Records from a point labeling set:
———
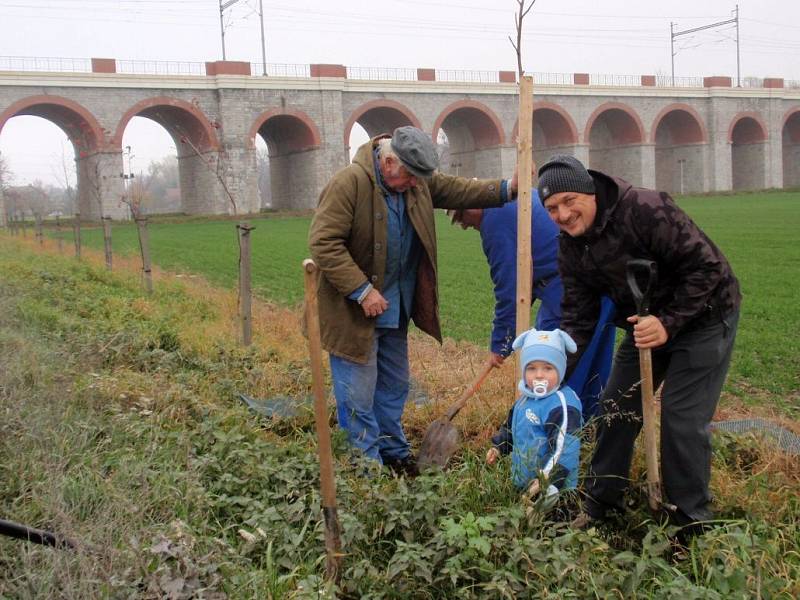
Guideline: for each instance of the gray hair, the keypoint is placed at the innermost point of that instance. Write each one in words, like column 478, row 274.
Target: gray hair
column 385, row 148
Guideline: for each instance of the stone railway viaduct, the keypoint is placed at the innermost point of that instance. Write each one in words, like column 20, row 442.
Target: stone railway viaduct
column 690, row 139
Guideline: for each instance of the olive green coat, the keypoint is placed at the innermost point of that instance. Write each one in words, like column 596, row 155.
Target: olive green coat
column 348, row 242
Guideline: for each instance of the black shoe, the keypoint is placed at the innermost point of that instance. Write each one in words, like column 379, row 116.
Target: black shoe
column 402, row 466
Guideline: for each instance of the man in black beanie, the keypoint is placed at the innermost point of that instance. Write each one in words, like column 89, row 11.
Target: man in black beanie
column 694, row 310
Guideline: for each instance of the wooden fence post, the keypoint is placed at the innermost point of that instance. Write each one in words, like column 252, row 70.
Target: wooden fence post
column 144, row 246
column 58, row 235
column 76, row 232
column 245, row 288
column 107, row 241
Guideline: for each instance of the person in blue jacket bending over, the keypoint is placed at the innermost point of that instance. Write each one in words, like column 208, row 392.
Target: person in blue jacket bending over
column 542, row 429
column 498, row 231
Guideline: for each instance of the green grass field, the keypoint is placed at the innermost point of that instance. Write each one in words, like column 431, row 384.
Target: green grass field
column 121, row 429
column 757, row 232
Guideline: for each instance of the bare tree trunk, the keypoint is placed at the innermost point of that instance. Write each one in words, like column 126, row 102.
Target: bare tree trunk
column 76, row 228
column 144, row 246
column 524, row 209
column 107, row 240
column 245, row 289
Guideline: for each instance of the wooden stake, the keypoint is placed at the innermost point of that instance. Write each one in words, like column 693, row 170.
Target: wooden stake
column 107, row 241
column 76, row 228
column 524, row 164
column 144, row 246
column 326, row 474
column 58, row 235
column 38, row 224
column 245, row 287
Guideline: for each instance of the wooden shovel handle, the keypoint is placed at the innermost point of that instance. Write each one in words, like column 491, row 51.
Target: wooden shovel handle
column 470, row 391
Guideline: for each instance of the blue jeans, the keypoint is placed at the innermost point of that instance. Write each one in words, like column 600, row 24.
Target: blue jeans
column 548, row 317
column 370, row 398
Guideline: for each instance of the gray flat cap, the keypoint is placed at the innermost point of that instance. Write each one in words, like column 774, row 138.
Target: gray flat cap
column 416, row 150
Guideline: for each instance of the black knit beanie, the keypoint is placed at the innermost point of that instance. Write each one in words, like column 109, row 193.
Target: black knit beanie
column 564, row 173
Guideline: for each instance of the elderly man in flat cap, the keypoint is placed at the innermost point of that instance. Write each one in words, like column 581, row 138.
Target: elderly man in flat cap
column 374, row 240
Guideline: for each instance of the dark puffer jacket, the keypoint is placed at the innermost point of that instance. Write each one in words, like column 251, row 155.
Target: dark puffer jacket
column 695, row 281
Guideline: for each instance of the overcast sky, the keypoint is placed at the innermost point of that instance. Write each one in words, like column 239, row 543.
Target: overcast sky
column 621, row 37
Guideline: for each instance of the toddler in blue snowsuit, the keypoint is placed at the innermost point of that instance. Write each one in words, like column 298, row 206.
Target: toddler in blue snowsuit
column 542, row 426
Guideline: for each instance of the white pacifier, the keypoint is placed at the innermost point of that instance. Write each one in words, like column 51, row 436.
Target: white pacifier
column 539, row 388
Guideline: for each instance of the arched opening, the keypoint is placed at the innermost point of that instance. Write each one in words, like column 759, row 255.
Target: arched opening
column 97, row 180
column 615, row 136
column 358, row 137
column 748, row 153
column 292, row 142
column 194, row 188
column 681, row 148
column 37, row 170
column 469, row 135
column 374, row 118
column 791, row 150
column 150, row 171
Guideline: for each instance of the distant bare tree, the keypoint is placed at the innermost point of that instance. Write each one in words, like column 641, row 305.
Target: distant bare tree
column 264, row 179
column 5, row 178
column 518, row 16
column 5, row 172
column 65, row 175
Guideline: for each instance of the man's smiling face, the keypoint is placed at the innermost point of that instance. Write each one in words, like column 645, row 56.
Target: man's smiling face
column 573, row 212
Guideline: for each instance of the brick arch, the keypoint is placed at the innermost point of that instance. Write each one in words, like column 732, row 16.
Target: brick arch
column 751, row 134
column 180, row 119
column 628, row 131
column 794, row 131
column 481, row 121
column 285, row 131
column 386, row 111
column 80, row 125
column 696, row 131
column 559, row 132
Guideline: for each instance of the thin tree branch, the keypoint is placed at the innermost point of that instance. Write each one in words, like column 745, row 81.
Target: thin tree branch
column 518, row 17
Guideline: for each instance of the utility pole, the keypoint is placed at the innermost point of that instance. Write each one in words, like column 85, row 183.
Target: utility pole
column 264, row 44
column 738, row 74
column 673, row 34
column 222, row 26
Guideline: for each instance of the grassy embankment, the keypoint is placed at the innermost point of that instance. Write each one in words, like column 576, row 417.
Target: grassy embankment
column 757, row 232
column 121, row 429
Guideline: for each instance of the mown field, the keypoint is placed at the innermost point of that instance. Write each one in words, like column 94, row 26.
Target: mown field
column 122, row 429
column 757, row 232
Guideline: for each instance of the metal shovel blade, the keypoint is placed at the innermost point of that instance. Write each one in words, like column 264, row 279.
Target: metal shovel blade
column 439, row 444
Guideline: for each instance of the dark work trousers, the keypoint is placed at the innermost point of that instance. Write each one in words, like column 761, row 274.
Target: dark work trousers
column 692, row 366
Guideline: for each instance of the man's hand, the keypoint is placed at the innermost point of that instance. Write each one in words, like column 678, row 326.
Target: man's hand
column 374, row 304
column 648, row 332
column 496, row 359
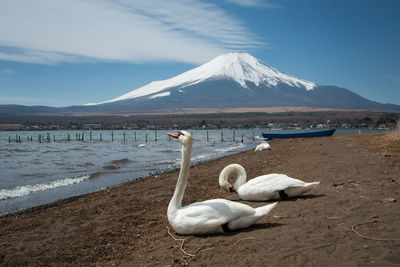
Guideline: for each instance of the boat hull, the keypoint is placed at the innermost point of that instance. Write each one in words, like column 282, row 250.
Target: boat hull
column 297, row 135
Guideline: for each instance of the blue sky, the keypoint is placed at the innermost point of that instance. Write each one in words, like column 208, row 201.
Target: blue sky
column 72, row 52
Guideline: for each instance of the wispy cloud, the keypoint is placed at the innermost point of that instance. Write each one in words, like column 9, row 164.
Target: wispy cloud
column 254, row 3
column 53, row 31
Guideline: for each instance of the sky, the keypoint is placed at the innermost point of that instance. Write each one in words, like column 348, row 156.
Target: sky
column 72, row 52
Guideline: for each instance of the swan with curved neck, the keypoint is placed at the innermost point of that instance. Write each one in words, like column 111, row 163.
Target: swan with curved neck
column 210, row 216
column 266, row 187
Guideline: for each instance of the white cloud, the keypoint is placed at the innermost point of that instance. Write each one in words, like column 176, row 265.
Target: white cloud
column 53, row 31
column 7, row 71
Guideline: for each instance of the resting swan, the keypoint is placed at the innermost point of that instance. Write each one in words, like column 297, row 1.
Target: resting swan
column 262, row 146
column 266, row 187
column 210, row 216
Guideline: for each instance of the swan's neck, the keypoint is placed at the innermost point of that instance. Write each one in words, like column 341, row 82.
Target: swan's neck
column 241, row 177
column 176, row 201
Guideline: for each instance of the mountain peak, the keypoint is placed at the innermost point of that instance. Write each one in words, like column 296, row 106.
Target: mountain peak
column 242, row 68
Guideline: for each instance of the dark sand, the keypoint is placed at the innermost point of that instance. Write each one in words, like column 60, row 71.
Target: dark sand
column 127, row 226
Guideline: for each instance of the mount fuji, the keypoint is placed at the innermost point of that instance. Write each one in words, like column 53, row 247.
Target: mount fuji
column 229, row 82
column 235, row 80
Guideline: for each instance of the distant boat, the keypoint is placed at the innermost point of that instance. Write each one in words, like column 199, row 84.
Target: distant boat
column 300, row 134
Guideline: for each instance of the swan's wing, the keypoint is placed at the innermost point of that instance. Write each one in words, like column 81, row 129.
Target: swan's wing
column 208, row 216
column 274, row 182
column 266, row 187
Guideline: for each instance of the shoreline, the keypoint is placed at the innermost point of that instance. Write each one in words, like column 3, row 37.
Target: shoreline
column 72, row 198
column 127, row 225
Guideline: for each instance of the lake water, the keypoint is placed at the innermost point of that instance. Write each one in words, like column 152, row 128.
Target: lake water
column 34, row 173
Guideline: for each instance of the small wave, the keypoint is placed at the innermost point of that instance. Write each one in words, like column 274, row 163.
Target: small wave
column 111, row 167
column 24, row 190
column 120, row 161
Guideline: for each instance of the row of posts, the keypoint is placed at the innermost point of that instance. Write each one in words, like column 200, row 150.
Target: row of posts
column 81, row 137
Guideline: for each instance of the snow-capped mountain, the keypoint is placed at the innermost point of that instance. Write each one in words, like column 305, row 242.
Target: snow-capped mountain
———
= What the task asks =
Print these lines exactly as they are in the records, starting with the line that contains "Guideline: for each instance of the stone" and going on through the line that contains "column 690, row 139".

= The response =
Guideline: for each instance of the stone railway viaduct, the keypoint is placed at the innermost point of that instance. Write each one in words, like column 20, row 442.
Target: stone railway viaduct
column 690, row 139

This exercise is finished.